Enregistrements d'un jeu de données:
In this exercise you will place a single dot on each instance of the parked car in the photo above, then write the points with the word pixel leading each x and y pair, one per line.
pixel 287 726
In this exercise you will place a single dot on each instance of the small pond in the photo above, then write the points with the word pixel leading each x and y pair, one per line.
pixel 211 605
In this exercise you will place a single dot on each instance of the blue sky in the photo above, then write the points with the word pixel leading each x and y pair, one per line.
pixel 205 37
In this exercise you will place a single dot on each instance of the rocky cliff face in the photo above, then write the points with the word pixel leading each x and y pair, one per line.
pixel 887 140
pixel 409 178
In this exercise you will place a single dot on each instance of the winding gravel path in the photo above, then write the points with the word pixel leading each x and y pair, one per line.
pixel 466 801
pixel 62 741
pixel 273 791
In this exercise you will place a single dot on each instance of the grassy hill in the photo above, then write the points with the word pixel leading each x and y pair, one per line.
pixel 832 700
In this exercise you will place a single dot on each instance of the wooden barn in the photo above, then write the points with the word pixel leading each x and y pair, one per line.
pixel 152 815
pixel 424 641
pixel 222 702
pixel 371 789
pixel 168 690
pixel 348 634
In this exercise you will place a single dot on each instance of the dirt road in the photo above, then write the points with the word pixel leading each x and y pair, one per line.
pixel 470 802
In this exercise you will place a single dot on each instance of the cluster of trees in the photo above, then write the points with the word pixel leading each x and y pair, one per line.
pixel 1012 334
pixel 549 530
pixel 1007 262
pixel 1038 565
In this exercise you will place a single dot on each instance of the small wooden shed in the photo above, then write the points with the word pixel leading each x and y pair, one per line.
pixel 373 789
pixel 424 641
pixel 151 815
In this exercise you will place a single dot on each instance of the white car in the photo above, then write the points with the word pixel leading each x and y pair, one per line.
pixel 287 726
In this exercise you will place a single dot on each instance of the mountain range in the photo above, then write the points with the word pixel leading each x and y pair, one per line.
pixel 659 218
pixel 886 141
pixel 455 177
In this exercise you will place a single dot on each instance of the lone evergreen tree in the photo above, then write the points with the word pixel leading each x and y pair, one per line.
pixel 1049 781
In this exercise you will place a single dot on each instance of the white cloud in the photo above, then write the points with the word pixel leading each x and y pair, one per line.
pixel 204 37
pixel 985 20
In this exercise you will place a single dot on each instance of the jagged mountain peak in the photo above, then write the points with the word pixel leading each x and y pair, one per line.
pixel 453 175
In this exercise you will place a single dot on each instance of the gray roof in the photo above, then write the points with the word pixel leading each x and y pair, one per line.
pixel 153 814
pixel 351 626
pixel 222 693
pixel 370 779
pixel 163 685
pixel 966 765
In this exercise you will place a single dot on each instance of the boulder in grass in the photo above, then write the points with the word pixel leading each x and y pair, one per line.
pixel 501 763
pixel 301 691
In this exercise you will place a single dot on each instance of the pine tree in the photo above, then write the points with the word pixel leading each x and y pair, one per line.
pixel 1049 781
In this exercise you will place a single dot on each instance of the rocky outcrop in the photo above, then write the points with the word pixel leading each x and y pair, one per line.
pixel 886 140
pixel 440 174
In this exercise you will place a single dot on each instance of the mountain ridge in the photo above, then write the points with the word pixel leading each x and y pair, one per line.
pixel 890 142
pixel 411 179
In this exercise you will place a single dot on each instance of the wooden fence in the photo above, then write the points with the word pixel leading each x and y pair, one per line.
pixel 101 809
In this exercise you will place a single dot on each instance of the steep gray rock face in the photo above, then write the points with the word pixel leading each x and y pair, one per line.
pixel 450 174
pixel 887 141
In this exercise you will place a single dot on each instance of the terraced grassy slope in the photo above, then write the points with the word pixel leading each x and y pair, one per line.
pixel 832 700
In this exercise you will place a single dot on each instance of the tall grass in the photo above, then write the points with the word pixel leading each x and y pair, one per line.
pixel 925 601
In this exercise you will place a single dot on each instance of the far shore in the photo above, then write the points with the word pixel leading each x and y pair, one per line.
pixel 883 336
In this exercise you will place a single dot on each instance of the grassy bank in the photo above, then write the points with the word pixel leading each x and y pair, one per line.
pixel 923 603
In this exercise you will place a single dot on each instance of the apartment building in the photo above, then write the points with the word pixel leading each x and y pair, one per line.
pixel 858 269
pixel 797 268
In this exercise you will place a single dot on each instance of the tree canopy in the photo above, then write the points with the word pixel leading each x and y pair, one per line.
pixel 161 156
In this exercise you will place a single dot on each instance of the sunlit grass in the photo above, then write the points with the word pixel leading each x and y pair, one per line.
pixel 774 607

Votre tâche: Reproduisez à l'identique toutes les lignes ci-dessus, de la première à la dernière.

Résultat attendu:
In this exercise you will place a single dot on each instance of the parked car in the photo above, then write the points with the word pixel leading each x and y pair, one per line.
pixel 287 726
In this exercise you will place a single dot on each instance of the small pond in the photo above, then write the points with the word pixel leading each x and y pair, one per line.
pixel 211 605
In this exercise you will place a single dot on each instance of the blue sky in the photo above, then write the points with the word pixel leading each x and y pair, one per line.
pixel 205 37
In this exercise you will place a single dot on each instance of the rocky cliff face in the photo above, then write the points with the word pixel leading each x and y pair, one per line.
pixel 887 140
pixel 409 178
In this exercise you will place a single dot on each instance of the winding gravel path in the photo above, then write the points with the word pixel leading each x and y pair, one per line.
pixel 466 801
pixel 62 741
pixel 273 791
In this exercise you will place a single dot on each instance of the grassy hill in the photo above, then write the points with the word pixel leading each x and y pair, one per line.
pixel 832 700
In this exercise you will place a single dot on each instance of the wooden barn in the photo above, then write the points with the word pixel leading each x and y pair, one per line.
pixel 152 815
pixel 424 641
pixel 222 702
pixel 371 789
pixel 168 690
pixel 348 634
In this exercise you will place a single dot on each instance of the dirt road in the photo above, then write the points with the word pixel leading each x and y pair, one per line.
pixel 470 802
In this exercise you will place a single dot on each instance of the cluster of trees in the photo above, then write the points with the word pixel leading each x and y pair, one per line.
pixel 1012 334
pixel 549 530
pixel 1007 262
pixel 1038 565
In this exercise you will place a single dot on each instance of the small wooden shed in the photo above, then write the points with the word pixel leading each x and y pair, one per line.
pixel 373 789
pixel 424 641
pixel 151 815
In this exercise you will place a single dot on each instance of the white car in the photo above, then write the points with the word pixel leading each x and y pair, one per line.
pixel 287 726
In this exercise you will place a single dot on each instance of the mountain range in the photo above, then write the points with the word pixel leading each x and y pair, one per line.
pixel 659 218
pixel 886 141
pixel 455 177
In this exercise you will place a single dot on each instance of the lone evergreen tree in the photo above, then write the points with the word pixel leading each x and y pair, one per line.
pixel 1049 781
In this exercise you will place a single dot on each instance of the white cloud in the photo above, then write the points with the word pixel leading each x and y pair, one per line.
pixel 204 37
pixel 985 20
In this exercise you will place a single dot on each instance of the jagged mountain peak in the photo above, then write the points with the word pixel leading each x and y pair, one per line.
pixel 453 175
In this exercise you will place a single dot on each instance of the gray roof in the photo above, then write the points with the word pixel leading each x and y pair, one per line.
pixel 153 814
pixel 351 626
pixel 222 693
pixel 370 779
pixel 163 685
pixel 966 765
In this exercise you will place a single dot on each instance of the boulder in grass in the photo above, then write the points with the word pixel leading each x and y pair, one per line.
pixel 501 763
pixel 301 691
In this exercise you will place a single dot on each instance of the pine tree in the photo above, then write the points with the word pixel leading each x and y pair, one per line.
pixel 1049 781
In this exercise you will place a single dot on each instance of the rocky outcrop in the photo above, then write the points with the word pixel leading each x and y pair, one per line.
pixel 886 140
pixel 440 174
In this exercise you will place a single dot on each instance of the mountain ridge in the photo above, then write the points with the word pixel leading each x and y pair, one per line.
pixel 890 142
pixel 411 179
In this exercise you will place a single dot on each instance of the wooden fence in the photo above, then write the points with the word pixel leading each x and y pair, one per line.
pixel 101 809
In this exercise you will place a single dot on each instance of the steep gray rock face in the photo above, then write the points with the word pixel leading each x and y pair, one per line.
pixel 450 174
pixel 887 141
In this exercise you will place a single dot on each instance of the terraced grassy slope in the photo above, then write the points with the word pixel leading each x and y pair, one per line.
pixel 832 700
In this exercise you will place a single dot on each instance of the tall grass in the photo above, then write the points with the word pixel leading each x and y pair, one per line.
pixel 925 601
In this exercise you will place a single dot on each instance of the far shore in the photo above, then write the points with the word pixel leading each x and y pair, one per line.
pixel 883 336
In this exercise you will place a single dot on each instance of the grassy bank in the photo above, then write the points with the word pixel leading each x and y pair, one per line.
pixel 923 603
In this exercise you will place a single dot on each instance of the apartment building in the photo above, then write the points with the word pixel leading each x and y pair, one per line.
pixel 858 269
pixel 797 268
In this exercise you will place a single dot on each instance of the tree canopy in the photo above, then write the points with the word pixel leading each x and y pair, one per line.
pixel 161 156
In this exercise you will place a single dot on each instance of the sunlit grass in the photo above, then write the points with the word pixel leading each x and y pair, one per line.
pixel 774 607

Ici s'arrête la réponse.